Items from a labeling collection

------------------------------------------------------------------------

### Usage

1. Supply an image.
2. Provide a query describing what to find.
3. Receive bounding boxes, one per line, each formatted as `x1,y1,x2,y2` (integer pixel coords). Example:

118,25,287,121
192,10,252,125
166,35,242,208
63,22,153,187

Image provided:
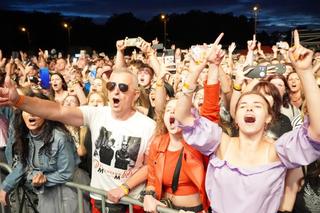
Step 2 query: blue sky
0,0,320,31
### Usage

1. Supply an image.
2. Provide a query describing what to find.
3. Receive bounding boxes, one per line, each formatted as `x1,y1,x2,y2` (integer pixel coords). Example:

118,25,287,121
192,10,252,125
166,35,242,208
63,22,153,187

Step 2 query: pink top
0,116,8,148
182,117,320,213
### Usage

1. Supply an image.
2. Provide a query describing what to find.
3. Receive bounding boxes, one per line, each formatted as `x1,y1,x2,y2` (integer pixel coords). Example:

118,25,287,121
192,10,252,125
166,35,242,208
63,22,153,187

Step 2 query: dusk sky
0,0,320,31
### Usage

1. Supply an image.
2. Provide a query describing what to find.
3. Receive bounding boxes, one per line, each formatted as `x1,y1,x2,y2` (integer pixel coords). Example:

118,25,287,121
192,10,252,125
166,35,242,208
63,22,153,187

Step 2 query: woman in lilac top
175,31,320,213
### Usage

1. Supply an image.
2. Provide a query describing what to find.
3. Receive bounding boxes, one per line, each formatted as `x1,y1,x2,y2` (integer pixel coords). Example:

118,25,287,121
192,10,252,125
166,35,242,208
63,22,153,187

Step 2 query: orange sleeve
147,137,159,187
200,82,220,123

------------------------------------------------------------------------

> [EXERCISE OBJECTIVE]: Please format every line of the items above as a numbered list, leaving out blank lines and the pictures.

> [RESULT FOR THIS EXERCISE]:
1. ### Usage
2. 1. Supply an image.
3. 2. Provide a query describing what to find.
4. 3. Receive bounding boxes, one per line, each formatted as `x1,y1,x2,y2` (integer pixel coords). Example:
5. 118,25,287,121
6. 192,10,252,125
7. 166,35,242,208
8. 63,22,153,187
9. Image provided:
10. Step 2 query: blue sky
11. 0,0,320,31
12. ### Usage
13. 1. Supply an image.
14. 2. Provide a query describing what to find.
15. 3. Receive bounding boxes, one per line, each formatted as `x1,y1,x2,y2` (integer pixel coords). Example:
16. 118,25,287,121
17. 192,10,252,125
18. 166,35,242,208
19. 63,22,153,187
20. Step 2 query: pink top
21. 0,116,8,148
22. 182,117,320,213
23. ### Usage
24. 1. Supply an image.
25. 2. Provide a query describing what to find.
26. 3. Receive bounding boxes, one per line, each formatted as `x1,y1,x2,y2` (integer pixel coords). Example:
27. 118,25,287,121
28. 192,10,252,125
29. 166,35,242,208
30. 63,22,153,187
31. Step 2 query: dusk sky
32. 0,0,320,31
33. ### Usage
34. 1. Supply an image.
35. 2. Provide a query describing what to find.
36. 3. Receive bounding boxes, one per line, each formatted as `x1,y1,x2,y2` (integer pixel coords). Example:
37. 118,25,287,121
38. 192,10,252,125
39. 166,35,242,208
40. 63,22,153,187
41. Step 2 query: woman in lilac top
42. 175,31,320,213
43. ### Usage
44. 1. Supply an image.
45. 2. Provide a query describing what to find.
46. 3. Receive bounding boxes, one per line, each formatted as `x1,y1,x2,y2` (integer pixel coords). Example:
47. 118,25,287,121
48. 192,10,252,125
49. 166,35,242,208
50. 63,22,153,187
51. Step 2 query: orange sleeve
52. 147,137,159,187
53. 200,82,220,123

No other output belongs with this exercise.